BEGIN DATASET EXCERPTS
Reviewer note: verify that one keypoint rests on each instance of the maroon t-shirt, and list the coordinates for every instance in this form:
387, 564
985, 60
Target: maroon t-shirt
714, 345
END DATASET EXCERPTS
### WHAT NEEDS TO BE DONE:
Repeat every record exactly as written, please.

### ANSWER IN FULL:
Reviewer note: verify that one keypoint rests on each instance of the maroon t-shirt, and list the coordinates for every instance in this form:
387, 564
985, 60
Target: maroon t-shirt
714, 345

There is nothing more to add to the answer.